** begin PASSAGE **

Stable Diffusion XL (SDXL) fine-tuning as a service
I recently wrote a blog about fine-tuning Stable Diffusion XL (SDXL) on interruptible GPUs at low cost, starring my dog Timber. The strong results and exceptional cost performance got me wondering: What would it take to turn that into a fully managed Stable Diffusion training platform?
I built one on SaladCloud to find out. The result? Costs as low as $0.00016179 per training step while successfully completing 1000/1000 training jobs.
Challenges in developing a Stable Diffusion API
There are a number of challenges involved when developing and deploying what’s essentially a Stable Diffusion XL training API on a distributed cloud like SaladCloud. SaladCloud is a distributed cloud with a Million+ individual PCs around the world connected to our network. The GPUs on SaladCloud are latent Nvidia RTX/GTX series. Our goal is for the service to be resilient at any kind of scale.
- Training nodes can be interrupted at any time with no warning
- We expect a number of submitted training jobs that dramatically exceed our capacity to simultaneously run them.
- Training jobs are long, from minutes to hours.
- Training nodes are too expensive to run while idle whenever we can help it.
- Training nodes can have a very long, cold start time.

** end PASSAGE **
** begin SUPPLIED MATERIAL **

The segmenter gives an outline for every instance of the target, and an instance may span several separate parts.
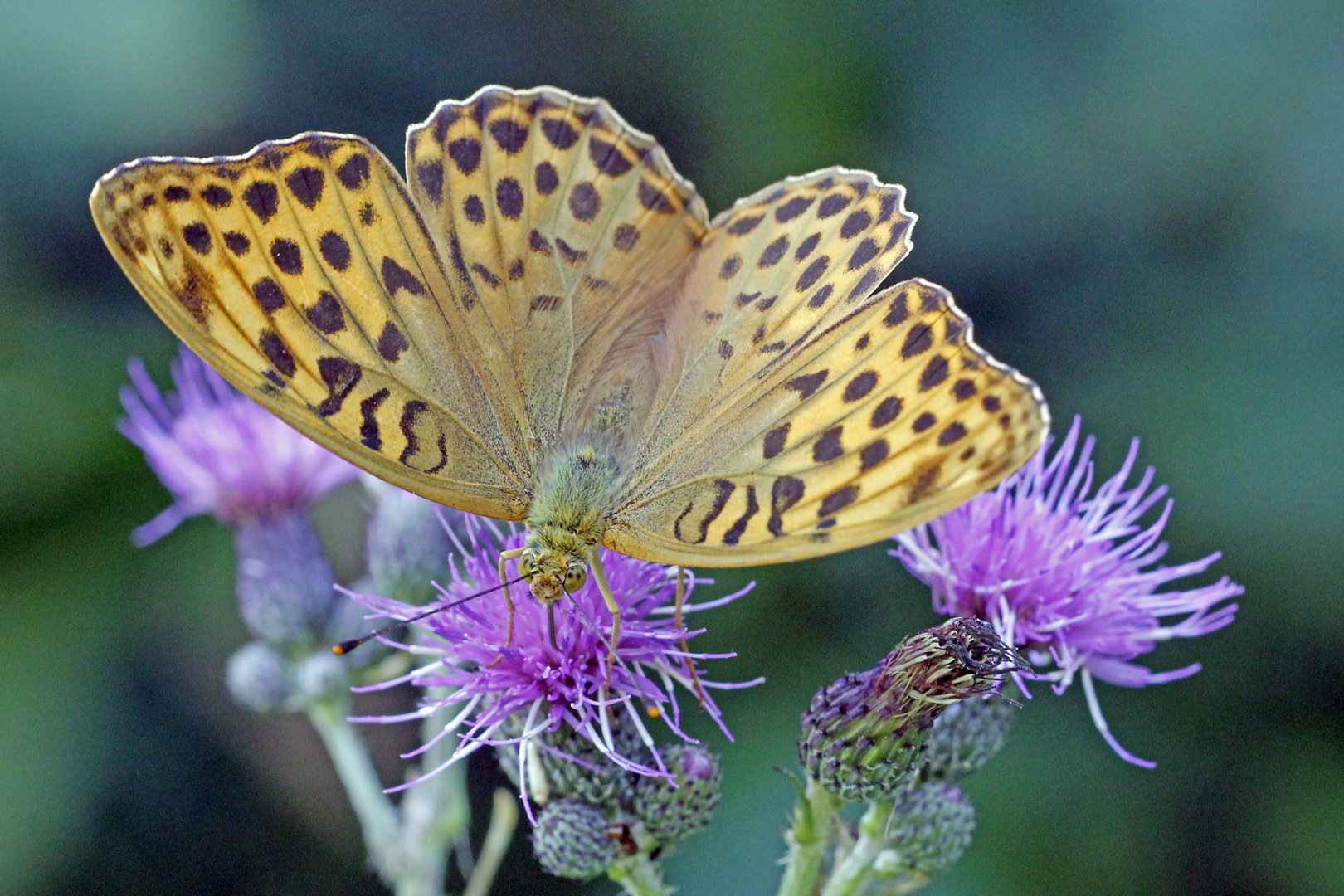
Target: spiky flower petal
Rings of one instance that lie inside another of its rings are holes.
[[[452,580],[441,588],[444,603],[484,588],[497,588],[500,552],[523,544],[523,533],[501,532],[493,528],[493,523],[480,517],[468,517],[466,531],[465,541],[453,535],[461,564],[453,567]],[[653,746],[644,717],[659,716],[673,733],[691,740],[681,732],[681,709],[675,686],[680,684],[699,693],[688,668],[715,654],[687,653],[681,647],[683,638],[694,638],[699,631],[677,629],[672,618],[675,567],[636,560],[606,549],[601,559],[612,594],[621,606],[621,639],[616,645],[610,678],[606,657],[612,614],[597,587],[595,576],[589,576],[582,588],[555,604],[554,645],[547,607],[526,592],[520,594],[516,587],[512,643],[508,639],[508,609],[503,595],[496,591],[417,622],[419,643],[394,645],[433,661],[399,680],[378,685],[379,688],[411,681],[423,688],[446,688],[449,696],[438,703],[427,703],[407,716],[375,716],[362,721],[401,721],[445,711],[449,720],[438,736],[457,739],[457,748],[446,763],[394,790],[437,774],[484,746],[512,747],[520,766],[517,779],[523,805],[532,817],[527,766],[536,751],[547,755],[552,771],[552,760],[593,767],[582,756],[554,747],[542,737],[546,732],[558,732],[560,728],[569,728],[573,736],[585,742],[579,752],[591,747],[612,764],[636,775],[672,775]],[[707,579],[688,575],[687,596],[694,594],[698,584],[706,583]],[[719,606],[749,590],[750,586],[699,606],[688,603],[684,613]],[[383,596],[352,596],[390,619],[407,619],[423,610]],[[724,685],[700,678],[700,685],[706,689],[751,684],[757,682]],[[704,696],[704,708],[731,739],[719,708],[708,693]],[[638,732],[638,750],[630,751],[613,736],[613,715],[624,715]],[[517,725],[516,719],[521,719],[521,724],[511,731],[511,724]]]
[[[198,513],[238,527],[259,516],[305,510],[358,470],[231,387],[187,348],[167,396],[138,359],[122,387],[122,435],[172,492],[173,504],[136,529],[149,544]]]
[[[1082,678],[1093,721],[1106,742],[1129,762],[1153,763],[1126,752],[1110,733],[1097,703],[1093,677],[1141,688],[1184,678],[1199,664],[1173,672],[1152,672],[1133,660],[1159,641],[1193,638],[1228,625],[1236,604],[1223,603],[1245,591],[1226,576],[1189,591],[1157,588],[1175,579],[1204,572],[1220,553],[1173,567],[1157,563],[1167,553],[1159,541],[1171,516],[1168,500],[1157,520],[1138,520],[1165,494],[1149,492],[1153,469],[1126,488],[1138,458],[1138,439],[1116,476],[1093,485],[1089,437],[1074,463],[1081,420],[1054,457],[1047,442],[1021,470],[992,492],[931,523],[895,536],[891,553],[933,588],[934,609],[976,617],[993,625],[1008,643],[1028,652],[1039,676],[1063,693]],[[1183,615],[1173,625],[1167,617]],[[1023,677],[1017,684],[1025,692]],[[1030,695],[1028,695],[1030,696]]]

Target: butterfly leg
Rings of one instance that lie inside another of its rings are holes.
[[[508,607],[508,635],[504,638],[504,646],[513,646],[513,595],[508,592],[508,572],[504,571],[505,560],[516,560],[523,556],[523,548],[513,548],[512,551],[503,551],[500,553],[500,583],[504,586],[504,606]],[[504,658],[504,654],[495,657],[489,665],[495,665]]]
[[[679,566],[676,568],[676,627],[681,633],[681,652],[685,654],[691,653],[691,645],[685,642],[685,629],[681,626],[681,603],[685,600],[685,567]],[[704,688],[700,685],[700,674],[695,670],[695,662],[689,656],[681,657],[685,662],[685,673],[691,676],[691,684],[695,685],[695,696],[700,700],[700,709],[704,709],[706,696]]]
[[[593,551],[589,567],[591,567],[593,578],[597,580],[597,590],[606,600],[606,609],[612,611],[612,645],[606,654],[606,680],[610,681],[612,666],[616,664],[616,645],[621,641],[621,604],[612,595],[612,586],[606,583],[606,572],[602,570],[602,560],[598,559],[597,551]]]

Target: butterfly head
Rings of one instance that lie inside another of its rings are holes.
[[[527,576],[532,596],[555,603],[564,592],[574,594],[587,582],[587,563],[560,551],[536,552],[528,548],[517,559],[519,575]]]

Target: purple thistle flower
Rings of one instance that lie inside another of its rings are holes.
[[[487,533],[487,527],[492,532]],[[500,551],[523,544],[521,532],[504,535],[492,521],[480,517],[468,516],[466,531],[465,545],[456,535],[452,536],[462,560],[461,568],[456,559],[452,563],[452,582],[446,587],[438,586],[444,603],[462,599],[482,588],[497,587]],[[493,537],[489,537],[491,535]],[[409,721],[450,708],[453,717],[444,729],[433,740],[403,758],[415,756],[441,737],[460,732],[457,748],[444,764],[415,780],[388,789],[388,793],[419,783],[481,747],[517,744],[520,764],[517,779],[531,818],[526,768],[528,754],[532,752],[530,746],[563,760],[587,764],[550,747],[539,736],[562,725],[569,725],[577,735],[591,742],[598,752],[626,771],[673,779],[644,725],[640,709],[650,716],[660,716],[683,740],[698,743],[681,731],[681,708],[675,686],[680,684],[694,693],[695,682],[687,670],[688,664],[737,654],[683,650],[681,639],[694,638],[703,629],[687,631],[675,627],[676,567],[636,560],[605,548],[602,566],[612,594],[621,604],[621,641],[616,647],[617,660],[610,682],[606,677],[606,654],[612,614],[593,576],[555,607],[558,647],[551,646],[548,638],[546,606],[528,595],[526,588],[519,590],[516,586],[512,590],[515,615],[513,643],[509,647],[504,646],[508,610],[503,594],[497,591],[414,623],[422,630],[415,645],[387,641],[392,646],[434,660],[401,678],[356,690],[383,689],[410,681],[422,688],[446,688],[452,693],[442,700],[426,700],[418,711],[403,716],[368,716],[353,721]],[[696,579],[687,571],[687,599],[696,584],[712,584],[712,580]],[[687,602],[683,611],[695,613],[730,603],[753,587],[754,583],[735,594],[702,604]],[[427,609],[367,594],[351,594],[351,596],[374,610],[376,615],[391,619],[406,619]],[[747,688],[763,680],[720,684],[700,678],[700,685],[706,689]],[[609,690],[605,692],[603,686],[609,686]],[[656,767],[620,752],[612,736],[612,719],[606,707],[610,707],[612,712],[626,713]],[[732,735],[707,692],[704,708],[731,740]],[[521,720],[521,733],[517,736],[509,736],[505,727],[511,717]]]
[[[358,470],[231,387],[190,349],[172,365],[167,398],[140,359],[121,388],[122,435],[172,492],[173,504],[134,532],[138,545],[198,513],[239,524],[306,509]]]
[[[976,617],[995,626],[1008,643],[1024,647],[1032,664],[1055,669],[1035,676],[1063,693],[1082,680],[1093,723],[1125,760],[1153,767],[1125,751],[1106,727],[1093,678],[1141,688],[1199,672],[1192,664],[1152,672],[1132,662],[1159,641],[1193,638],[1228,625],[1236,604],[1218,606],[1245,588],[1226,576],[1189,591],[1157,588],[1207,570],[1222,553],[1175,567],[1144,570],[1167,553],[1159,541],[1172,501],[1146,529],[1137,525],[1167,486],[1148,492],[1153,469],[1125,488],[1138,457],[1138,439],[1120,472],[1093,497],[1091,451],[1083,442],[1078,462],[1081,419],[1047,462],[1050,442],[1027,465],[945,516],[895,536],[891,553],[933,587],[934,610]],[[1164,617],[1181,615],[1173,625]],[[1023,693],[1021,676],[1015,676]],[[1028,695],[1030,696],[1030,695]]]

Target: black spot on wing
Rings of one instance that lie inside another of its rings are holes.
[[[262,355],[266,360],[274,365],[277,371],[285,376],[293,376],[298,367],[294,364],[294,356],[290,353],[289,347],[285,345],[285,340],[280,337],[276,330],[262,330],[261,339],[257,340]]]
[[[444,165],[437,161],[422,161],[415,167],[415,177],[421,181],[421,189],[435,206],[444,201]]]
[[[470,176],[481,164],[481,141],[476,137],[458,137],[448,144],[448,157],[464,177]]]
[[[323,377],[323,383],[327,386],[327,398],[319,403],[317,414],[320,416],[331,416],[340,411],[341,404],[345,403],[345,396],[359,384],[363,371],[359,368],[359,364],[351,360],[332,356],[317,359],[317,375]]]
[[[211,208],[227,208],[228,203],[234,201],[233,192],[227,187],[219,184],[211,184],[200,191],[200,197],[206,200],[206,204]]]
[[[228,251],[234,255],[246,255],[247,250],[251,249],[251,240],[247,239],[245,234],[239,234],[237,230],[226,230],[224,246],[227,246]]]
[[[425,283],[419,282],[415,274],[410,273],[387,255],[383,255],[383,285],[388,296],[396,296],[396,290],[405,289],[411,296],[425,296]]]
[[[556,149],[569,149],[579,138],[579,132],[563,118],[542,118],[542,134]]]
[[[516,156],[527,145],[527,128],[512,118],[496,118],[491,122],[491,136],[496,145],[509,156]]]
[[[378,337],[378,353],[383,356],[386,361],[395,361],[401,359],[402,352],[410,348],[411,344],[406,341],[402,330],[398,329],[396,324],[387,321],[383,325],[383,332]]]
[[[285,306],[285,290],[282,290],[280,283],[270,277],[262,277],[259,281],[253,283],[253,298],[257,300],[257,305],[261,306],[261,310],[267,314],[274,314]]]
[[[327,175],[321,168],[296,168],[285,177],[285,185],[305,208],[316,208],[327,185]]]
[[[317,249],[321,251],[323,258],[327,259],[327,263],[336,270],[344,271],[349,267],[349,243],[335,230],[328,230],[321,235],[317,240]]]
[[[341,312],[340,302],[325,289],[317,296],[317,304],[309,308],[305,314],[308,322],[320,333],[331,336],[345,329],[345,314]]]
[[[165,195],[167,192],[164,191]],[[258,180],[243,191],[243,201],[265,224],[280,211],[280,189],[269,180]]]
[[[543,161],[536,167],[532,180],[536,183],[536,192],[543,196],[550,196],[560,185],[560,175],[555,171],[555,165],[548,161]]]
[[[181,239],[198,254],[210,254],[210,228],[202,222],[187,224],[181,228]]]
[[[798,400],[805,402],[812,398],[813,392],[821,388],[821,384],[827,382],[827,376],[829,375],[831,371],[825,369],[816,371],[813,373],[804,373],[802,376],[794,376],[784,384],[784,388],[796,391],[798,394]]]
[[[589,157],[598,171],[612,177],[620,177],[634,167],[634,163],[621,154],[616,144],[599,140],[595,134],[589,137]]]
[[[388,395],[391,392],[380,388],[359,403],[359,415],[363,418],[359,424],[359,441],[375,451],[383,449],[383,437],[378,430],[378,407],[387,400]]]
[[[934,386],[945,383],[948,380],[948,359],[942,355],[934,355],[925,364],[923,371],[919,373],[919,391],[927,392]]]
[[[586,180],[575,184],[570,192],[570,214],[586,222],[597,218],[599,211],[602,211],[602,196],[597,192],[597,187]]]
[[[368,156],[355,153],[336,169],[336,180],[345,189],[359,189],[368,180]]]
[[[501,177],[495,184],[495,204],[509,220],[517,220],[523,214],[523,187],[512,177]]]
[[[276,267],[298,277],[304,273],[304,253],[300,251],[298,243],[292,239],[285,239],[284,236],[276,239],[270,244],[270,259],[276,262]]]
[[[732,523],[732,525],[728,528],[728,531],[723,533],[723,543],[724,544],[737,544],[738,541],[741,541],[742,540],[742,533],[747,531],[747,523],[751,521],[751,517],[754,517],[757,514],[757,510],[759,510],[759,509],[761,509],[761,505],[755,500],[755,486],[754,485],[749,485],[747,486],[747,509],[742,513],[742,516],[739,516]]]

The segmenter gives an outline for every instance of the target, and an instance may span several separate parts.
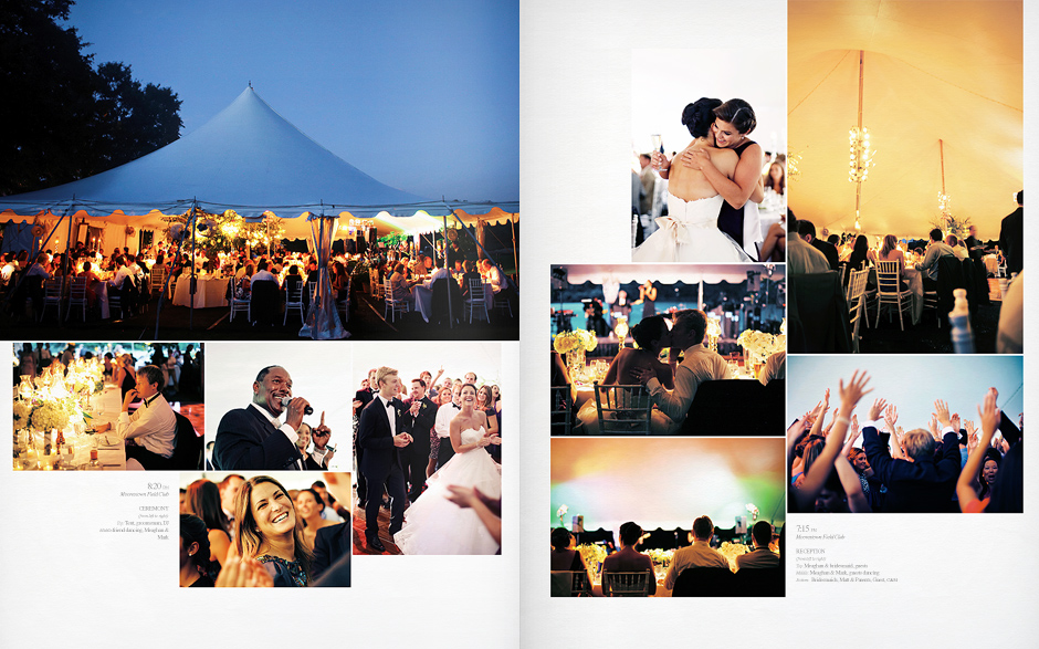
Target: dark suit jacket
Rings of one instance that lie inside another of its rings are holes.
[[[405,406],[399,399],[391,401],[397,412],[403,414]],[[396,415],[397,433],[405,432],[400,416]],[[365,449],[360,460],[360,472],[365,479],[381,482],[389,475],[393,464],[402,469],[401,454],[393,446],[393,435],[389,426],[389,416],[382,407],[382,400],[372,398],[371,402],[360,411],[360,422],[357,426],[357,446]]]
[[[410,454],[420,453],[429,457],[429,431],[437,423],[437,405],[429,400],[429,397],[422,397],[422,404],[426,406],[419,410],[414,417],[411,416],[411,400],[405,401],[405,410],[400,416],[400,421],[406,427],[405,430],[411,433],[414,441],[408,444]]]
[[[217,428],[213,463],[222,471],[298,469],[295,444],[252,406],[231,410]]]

** end SUPPLIED MATERIAL **

TASKS TO CARRY OUT:
[a] Copy the portion of the SDXL fine-tuning article between "- Training jobs" and "cold start time.", inclusive.
[b] Pick up the SDXL fine-tuning article after its final line and keep writing it.

EXERCISE ANSWERS:
[a]
- Training jobs are long, from minutes to hours.
- Training nodes are too expensive to run while idle whenever we can help it.
- Training nodes can have a very long, cold start time.

[b]
- It is possible, though not common, for a training node to be “bad” for a variety of reasons.
- We want to handle downloading training data and uploading model checkpoints as securely as possible.
- We want observability in training jobs as they run.
- We want the platform as a whole to be very easy to operate, meaning it is doable for one person. In this case, that one person is me.
Architecture
To handle node interruptions and concurrent training, we built a simple orchestration API, with training compute handled by GPU worker nodes. Additionally, we setup a simple autoscaler using a scheduled Cloudflare Worker. Except for the pool of training nodes, the entire platform uses Cloudflare serverless services.
Heavily leveraging serverless technologies for the platform layer greatly reduces operational labor, makes the platform nearly free at rest, and will comfortably scale to handle significantly more load. Given sufficient continuous load, serverless applications do tend to be more expensive than alternatives, so feel free to swap out components as desired. This design doesn’t rely on any provider-specific features, so any SQL database and any Key-Value store would work just as well.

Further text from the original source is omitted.